▶ Assignment: How many lines in the entries below contain the word "lane"? Answer with the number and nothing else.

▶ Exercise input:
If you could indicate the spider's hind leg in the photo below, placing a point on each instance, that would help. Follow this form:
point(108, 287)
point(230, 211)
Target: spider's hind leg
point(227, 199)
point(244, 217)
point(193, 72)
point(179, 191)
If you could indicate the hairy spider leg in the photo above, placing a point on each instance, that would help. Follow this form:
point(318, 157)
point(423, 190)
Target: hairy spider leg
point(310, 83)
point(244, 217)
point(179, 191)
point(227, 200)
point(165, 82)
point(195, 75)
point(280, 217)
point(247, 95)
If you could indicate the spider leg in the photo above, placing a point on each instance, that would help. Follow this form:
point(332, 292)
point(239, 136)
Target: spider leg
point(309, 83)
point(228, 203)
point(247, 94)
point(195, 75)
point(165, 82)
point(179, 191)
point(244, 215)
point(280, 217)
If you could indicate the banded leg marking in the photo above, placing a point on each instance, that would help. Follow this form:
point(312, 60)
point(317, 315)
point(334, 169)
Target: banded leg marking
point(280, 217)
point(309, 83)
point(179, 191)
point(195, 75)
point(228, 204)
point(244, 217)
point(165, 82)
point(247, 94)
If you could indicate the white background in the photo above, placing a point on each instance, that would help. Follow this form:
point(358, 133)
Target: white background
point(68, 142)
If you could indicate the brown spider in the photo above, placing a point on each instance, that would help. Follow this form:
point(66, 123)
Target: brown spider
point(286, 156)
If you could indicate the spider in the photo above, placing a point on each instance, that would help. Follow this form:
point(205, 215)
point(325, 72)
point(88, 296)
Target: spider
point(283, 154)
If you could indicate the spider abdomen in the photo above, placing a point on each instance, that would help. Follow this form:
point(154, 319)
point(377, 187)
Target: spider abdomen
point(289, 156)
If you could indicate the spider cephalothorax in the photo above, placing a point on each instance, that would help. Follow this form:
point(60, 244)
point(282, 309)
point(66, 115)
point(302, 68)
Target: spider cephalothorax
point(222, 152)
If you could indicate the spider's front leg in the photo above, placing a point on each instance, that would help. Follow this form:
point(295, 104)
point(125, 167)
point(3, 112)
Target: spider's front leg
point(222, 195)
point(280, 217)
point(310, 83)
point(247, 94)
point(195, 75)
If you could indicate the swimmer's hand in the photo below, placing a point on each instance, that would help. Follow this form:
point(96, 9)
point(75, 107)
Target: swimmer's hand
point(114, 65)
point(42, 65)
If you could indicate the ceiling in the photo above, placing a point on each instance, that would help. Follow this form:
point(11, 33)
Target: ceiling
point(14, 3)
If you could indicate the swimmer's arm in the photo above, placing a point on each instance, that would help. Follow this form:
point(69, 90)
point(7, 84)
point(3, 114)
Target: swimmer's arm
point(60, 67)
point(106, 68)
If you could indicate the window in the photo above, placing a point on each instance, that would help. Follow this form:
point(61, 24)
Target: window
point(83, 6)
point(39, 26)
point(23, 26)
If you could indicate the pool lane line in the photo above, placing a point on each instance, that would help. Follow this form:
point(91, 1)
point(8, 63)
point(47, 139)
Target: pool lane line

▶ Written solution: 2